→ **À faire**: Modifie les enregistrements depuis le début jusqu'à la ligne contenant « 0, 344, 316]] » incluse, en remplaçant « photo » par « image » et sans toucher au reste. Ne remets pas les images dans ta réponse.

→ **Données fournies**:
□ □ □ □ □

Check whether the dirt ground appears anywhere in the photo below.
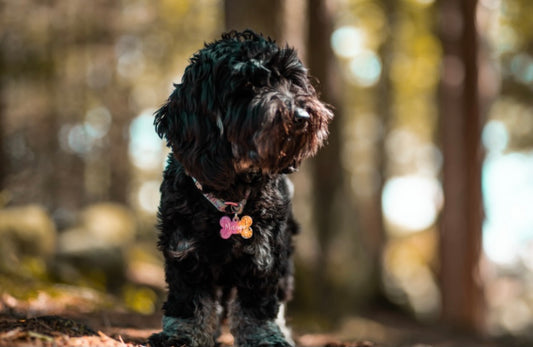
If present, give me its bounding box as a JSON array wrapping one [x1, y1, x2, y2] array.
[[0, 294, 533, 347]]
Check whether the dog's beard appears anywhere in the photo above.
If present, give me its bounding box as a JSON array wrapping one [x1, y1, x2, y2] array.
[[230, 90, 332, 174]]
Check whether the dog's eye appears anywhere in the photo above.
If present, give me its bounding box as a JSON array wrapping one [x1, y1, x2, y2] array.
[[294, 107, 311, 123]]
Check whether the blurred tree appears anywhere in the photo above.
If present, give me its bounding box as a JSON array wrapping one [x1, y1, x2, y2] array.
[[439, 0, 483, 330], [224, 0, 283, 41], [307, 0, 344, 316]]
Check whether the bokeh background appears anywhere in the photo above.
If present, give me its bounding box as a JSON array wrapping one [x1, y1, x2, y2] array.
[[0, 0, 533, 342]]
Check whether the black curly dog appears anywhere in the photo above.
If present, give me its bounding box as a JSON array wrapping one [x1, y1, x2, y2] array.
[[149, 30, 333, 347]]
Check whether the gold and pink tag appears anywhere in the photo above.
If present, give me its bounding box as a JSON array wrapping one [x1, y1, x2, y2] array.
[[220, 215, 253, 240]]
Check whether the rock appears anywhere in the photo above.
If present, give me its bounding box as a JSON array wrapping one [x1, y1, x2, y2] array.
[[0, 205, 57, 267]]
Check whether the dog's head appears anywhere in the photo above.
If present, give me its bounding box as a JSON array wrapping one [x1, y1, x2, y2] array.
[[155, 30, 333, 190]]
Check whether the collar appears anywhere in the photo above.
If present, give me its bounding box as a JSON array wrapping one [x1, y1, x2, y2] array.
[[191, 176, 250, 215]]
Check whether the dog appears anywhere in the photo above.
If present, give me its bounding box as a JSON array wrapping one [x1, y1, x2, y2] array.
[[148, 30, 333, 347]]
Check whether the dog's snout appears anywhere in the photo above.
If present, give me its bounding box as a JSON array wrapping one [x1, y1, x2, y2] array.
[[294, 108, 311, 121]]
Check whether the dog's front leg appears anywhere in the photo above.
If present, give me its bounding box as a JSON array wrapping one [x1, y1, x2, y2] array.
[[148, 259, 218, 347], [230, 281, 292, 347]]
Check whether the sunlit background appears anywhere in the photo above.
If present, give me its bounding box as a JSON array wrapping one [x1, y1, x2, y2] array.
[[0, 0, 533, 342]]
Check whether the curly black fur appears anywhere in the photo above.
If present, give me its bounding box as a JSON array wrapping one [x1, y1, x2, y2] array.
[[149, 30, 333, 347]]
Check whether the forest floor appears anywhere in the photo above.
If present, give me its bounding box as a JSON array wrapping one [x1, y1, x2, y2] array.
[[0, 291, 533, 347]]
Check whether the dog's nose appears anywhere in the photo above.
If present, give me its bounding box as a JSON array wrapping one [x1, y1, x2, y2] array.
[[294, 107, 311, 121]]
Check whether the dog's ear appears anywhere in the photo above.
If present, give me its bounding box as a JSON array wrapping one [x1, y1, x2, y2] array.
[[154, 80, 235, 190]]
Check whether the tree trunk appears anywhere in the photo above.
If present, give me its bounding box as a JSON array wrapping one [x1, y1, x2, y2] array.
[[439, 0, 483, 331], [307, 0, 344, 316], [224, 0, 284, 41]]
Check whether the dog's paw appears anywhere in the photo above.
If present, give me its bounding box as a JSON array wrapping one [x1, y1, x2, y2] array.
[[235, 322, 294, 347], [148, 332, 192, 347]]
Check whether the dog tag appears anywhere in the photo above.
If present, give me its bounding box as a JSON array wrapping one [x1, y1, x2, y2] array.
[[220, 215, 253, 240]]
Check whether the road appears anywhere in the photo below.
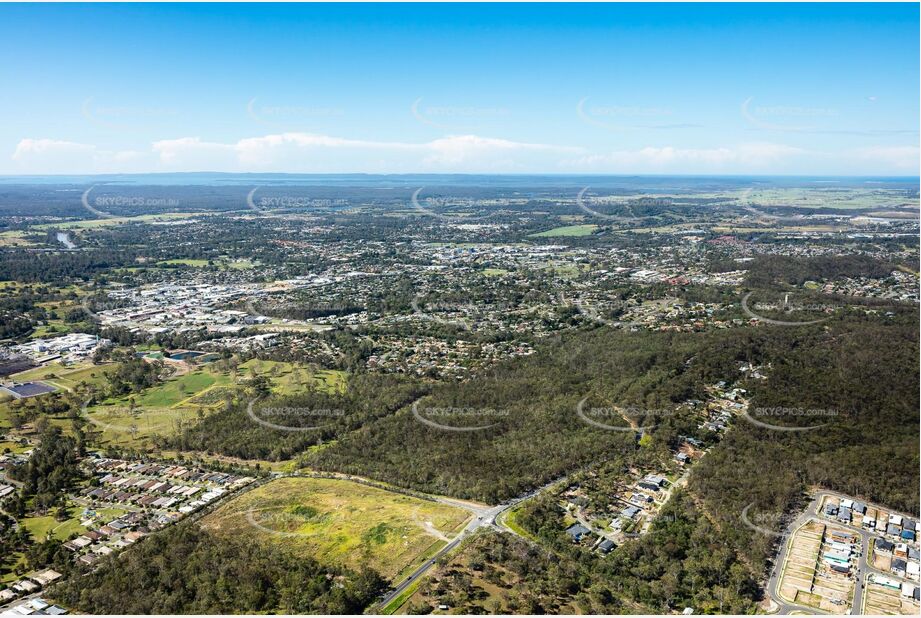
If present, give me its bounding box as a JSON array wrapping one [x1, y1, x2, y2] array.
[[767, 494, 825, 614], [767, 490, 907, 615], [377, 475, 569, 609]]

□ □ □ □ □

→ **Réponse finale**:
Check whether the dirt ground appears anywhere in the image below.
If present, give me its bounding box as a JSON array wrapping one [x1, y1, x2, y2] array.
[[0, 294, 533, 347]]
Check whether the dog's beard appears anywhere in the image above.
If present, give me its bounding box as a JSON array wrapping one [x1, y1, x2, y2] array.
[[230, 90, 332, 174]]
Check whether the dog's eye appears anywhere in the image above.
If present, give me its bounding box as a JSON array wrapping one [x1, y1, x2, y2] array.
[[294, 107, 311, 123]]
Check whether the blurred tree appears anywhere in the image above.
If present, give me its bounding box as a JSON array wrapping one [x1, y1, x2, y2] array.
[[439, 0, 483, 330], [224, 0, 283, 41], [307, 0, 344, 316]]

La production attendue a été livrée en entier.